*ASSIGNMENT*
Please return every record exactly as it appears.

[Stored entries]
===============

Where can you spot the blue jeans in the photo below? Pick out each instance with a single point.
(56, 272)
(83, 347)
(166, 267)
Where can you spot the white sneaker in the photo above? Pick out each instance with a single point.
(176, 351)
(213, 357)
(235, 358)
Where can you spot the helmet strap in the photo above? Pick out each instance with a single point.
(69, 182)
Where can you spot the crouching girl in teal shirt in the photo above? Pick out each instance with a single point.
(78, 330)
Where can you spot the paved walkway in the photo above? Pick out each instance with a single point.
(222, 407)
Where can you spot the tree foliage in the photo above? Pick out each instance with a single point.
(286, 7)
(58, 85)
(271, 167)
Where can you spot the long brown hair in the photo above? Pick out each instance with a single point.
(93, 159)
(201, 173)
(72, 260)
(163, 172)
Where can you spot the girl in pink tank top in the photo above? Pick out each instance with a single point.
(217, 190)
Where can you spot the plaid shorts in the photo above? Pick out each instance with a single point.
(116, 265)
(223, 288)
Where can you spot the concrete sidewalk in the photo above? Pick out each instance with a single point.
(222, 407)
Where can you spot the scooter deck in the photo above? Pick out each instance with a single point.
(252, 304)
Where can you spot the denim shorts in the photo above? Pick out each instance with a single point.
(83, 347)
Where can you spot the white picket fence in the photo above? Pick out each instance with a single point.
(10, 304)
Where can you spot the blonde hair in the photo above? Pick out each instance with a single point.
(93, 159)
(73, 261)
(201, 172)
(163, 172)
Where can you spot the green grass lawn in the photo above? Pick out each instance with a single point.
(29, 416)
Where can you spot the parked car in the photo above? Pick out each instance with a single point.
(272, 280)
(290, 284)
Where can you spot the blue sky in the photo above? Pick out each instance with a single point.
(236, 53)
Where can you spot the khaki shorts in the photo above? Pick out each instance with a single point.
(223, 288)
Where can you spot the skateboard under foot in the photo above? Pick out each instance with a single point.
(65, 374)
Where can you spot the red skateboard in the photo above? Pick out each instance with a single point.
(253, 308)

===============

*SOLUTION TO THE PROBLEM*
Where can you spot the blue jeans in the photo below? Pick out each instance with a single point.
(56, 272)
(83, 347)
(166, 267)
Where can you spot the white sneaker in the photo above? Pick out each instance with a single point.
(176, 351)
(213, 357)
(235, 358)
Where can you spot the helmet strap in the photo above? Pick out each instance with a single point.
(69, 182)
Where can you spot the crouching girl in teal shirt in the photo above? Pick out each instance with a single point.
(78, 330)
Where can you spot the paved walkway in the photo above? Pick out each instance with a single point.
(222, 407)
Where can you spot the tree foliage in the photo above? Pick out each instance with a single point.
(286, 7)
(58, 85)
(271, 167)
Where can you spot the long brown hair in the photo above? Pick out each instance with a single point.
(93, 159)
(201, 173)
(72, 260)
(163, 172)
Where can you spot the girl in pink tank top in the photo above? Pick out each instance with a single point.
(217, 190)
Where can you spot the plaid shorts in the photo above? Pick out each instance with a single point.
(116, 265)
(223, 288)
Where can you spot the concrete sidewalk in the photo above? Pick out each instance with a single point.
(222, 407)
Where can you spot the scooter deck in the photo above? Pick out each instance with a single point.
(252, 304)
Where can you spot the denim shorts in the photo above? Pick out each instance with a single point.
(83, 347)
Where can you spot the white picket fence in the photo above? Pick out each instance with a single point.
(10, 304)
Where can you spot the blonde hair in the photo above? Pick out each instance with a single point.
(93, 159)
(73, 261)
(201, 172)
(163, 172)
Where can you spot the green grass lawn in the photo above? Pick out each instance with a single point.
(29, 416)
Where can you spot the parked car in the photo above? Pick out each instance with a single point.
(272, 280)
(290, 284)
Where can you spot the blue sky in the photo above? Pick out each instance with a single point.
(236, 53)
Where can you spot the khaki shorts in the photo above? Pick out each instance with a single point.
(223, 288)
Where can you spot the skateboard under foot in the photo above? Pick out each instance with a single point.
(65, 374)
Where can you spot the red skateboard in the photo above? Pick out each instance with a single point.
(253, 308)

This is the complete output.